» **WRITTEN REQUEST**
Write out exactly, with no other output, the lines below from the one that contains "Practice. Find the bathroom mirror" through the end.

» **RECORD EXCERPTS**
------------------------------------------------------------
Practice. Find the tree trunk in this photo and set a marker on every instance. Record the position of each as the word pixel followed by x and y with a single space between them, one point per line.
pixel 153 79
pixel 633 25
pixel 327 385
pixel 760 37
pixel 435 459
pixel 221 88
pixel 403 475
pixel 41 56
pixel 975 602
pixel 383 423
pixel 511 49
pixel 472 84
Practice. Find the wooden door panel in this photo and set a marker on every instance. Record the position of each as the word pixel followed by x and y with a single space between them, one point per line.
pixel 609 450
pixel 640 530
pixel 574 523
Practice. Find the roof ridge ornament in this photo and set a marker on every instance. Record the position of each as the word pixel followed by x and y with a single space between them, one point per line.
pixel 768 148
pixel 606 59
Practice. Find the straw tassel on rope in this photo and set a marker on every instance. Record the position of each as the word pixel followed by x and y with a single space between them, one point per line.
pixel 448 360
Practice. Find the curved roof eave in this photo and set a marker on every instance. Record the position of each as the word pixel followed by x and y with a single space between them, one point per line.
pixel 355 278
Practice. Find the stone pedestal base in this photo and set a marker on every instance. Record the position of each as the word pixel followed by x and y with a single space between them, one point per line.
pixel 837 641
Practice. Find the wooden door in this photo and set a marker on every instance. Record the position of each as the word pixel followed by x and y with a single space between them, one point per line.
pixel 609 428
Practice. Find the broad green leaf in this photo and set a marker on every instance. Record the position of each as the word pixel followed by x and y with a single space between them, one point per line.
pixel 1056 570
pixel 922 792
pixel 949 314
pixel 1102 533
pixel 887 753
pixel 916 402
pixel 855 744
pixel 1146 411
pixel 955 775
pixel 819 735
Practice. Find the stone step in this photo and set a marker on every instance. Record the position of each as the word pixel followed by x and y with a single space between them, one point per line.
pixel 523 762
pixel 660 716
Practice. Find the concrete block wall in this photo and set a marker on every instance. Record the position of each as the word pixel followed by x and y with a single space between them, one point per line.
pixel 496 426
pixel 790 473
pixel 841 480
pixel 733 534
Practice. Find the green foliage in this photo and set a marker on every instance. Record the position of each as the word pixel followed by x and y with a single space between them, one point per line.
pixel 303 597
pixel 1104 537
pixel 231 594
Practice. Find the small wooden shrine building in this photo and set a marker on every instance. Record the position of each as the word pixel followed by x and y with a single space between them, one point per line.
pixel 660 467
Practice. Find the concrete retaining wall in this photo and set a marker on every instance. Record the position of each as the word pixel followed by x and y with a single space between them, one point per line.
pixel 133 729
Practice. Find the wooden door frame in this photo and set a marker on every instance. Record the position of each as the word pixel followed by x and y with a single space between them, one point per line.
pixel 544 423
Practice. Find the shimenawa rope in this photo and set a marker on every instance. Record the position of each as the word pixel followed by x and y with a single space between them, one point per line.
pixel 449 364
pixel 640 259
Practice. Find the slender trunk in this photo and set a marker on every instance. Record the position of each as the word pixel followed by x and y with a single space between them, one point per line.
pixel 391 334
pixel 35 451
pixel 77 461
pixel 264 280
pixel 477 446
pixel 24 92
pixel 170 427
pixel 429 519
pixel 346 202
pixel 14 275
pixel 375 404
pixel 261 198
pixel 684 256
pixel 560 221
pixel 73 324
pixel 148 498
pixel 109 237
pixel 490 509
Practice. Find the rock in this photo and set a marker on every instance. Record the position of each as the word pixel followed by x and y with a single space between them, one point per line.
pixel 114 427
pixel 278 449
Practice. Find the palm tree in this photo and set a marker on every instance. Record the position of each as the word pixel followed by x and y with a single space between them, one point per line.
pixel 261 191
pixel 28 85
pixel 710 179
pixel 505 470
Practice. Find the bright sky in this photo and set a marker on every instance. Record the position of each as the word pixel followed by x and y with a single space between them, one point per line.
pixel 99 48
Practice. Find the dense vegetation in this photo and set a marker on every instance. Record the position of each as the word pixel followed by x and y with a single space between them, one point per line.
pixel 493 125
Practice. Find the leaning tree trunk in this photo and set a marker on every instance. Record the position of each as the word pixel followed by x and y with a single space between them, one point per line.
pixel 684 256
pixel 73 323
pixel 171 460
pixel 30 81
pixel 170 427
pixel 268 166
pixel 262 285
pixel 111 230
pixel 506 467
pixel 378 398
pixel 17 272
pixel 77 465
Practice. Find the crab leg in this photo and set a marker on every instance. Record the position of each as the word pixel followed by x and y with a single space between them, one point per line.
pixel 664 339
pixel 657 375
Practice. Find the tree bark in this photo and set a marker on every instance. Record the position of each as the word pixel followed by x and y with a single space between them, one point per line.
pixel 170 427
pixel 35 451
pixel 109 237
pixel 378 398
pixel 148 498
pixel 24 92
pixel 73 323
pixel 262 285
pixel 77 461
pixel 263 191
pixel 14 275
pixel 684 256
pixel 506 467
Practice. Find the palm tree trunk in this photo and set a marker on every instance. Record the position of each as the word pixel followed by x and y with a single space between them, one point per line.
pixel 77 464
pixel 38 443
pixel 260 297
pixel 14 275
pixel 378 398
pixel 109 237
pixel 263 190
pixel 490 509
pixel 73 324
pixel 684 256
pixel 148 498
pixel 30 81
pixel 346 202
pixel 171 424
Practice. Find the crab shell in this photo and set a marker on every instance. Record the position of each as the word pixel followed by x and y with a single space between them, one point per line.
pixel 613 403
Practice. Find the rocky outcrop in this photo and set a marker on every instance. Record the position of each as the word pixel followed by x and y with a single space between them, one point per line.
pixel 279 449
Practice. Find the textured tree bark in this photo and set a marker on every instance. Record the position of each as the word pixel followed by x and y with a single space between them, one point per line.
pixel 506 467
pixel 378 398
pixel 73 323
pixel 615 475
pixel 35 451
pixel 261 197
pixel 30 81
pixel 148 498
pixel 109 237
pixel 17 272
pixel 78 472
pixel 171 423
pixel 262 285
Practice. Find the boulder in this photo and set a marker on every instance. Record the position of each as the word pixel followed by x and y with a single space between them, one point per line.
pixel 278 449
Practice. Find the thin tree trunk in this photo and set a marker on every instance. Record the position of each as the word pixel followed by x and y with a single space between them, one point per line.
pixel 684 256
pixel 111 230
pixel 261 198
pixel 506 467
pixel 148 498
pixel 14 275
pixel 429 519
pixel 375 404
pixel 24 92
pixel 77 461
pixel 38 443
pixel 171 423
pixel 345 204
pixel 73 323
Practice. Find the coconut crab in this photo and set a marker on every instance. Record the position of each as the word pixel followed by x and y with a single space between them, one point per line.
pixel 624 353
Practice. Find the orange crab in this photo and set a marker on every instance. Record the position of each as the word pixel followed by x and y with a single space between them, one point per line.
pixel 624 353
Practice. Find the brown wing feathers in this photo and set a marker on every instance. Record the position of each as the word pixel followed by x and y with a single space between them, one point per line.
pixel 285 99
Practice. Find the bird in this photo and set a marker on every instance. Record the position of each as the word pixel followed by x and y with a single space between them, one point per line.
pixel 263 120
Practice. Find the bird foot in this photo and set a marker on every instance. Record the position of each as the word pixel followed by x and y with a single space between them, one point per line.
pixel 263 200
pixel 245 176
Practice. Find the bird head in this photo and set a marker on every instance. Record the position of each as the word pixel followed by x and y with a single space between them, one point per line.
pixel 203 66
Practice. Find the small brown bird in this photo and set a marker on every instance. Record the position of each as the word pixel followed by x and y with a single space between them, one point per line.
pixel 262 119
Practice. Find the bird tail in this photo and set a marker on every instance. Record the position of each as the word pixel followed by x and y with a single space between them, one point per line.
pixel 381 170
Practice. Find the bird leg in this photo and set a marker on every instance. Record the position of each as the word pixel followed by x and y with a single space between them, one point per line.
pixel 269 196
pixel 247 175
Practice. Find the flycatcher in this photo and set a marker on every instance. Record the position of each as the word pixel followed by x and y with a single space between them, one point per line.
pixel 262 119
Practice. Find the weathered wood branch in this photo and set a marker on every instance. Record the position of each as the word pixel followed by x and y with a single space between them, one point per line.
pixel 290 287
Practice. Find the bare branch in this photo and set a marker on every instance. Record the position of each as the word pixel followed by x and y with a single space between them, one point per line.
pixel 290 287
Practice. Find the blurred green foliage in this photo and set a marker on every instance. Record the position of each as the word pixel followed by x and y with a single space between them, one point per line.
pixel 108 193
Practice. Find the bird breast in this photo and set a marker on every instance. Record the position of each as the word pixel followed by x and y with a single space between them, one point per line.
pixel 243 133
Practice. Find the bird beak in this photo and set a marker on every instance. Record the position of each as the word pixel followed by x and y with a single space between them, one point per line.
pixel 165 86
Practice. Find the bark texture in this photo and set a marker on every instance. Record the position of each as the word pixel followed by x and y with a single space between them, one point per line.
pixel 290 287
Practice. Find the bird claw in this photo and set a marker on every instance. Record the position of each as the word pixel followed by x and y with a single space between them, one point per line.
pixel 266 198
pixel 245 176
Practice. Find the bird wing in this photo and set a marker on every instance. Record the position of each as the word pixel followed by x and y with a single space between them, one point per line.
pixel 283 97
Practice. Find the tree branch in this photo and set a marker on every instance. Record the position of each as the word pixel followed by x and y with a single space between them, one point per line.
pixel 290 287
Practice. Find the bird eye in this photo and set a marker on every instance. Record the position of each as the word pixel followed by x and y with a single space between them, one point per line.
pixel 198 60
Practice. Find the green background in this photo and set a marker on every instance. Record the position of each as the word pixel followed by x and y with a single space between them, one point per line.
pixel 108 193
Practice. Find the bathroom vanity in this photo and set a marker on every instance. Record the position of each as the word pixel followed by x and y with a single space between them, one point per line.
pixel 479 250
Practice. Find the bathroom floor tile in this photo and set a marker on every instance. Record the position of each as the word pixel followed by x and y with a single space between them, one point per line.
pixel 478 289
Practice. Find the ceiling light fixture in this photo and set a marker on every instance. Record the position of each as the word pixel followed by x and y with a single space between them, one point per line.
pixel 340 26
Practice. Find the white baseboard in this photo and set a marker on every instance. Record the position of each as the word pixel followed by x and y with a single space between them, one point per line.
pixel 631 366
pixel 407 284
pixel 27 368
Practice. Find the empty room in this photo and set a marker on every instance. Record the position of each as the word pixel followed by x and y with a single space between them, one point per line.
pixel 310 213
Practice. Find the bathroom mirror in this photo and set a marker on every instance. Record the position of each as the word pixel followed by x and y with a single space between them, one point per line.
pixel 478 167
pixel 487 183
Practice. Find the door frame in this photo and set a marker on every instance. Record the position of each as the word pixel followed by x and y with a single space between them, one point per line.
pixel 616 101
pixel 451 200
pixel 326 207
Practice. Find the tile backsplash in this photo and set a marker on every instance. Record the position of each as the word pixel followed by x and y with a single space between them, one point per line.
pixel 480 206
------------------------------------------------------------
» **FULL ANSWER**
Practice. Find the bathroom mirror in this photo and set a marker on every instance. Record the position of each as the word pixel followed by x and y with a single space between them, one point per line.
pixel 478 167
pixel 487 183
Practice. Find the door frame in this photo and set a marker on every instance. Record the position of each as the word pixel followed by x and y with a single space between them, one point per line.
pixel 616 101
pixel 451 200
pixel 326 207
Practice. Find the tile backsplash in this photo and set a marker on every instance. Record the position of each as the word pixel followed by x and y with a single space between them, one point per line.
pixel 480 206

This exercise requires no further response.